### Extracted material
** Begin **

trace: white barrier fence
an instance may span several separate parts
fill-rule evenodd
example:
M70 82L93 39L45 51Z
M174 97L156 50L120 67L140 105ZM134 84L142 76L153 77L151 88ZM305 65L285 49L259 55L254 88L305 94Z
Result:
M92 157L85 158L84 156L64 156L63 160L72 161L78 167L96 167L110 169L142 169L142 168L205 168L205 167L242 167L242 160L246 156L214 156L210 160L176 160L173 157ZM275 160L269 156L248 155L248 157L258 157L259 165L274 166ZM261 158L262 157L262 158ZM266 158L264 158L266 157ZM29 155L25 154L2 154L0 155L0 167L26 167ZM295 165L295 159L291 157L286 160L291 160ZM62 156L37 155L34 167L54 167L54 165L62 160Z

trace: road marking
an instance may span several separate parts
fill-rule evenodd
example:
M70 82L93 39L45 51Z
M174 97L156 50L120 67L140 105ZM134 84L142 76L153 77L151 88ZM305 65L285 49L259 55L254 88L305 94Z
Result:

** End **

Please copy every one of the records above verbatim, changing nothing.

trace: white barrier fence
an instance may span several separate parts
fill-rule evenodd
example:
M70 82L93 39L45 51Z
M174 97L156 50L120 67L140 105ZM134 84L142 76L153 77L151 88ZM305 65L285 49L259 55L254 88L305 94Z
Result:
M92 157L85 158L84 156L64 156L63 160L72 161L78 167L96 167L110 169L142 169L142 168L205 168L205 167L242 167L242 160L246 156L214 156L210 160L176 160L173 157ZM275 160L269 156L248 155L248 157L258 157L259 165L274 166ZM261 158L262 157L262 158ZM266 158L264 158L266 157ZM29 155L25 154L2 154L0 155L0 167L26 167ZM295 165L295 159L291 157L286 160L291 160ZM62 156L37 155L34 167L54 167L54 165L62 160Z

trace: road marking
an instance may span several separate parts
fill-rule evenodd
example:
M70 82L93 39L45 51Z
M174 97L156 50L120 67L140 105ZM134 84L142 76L153 77L151 88ZM305 65L285 49L259 55L254 88L305 94Z
Result:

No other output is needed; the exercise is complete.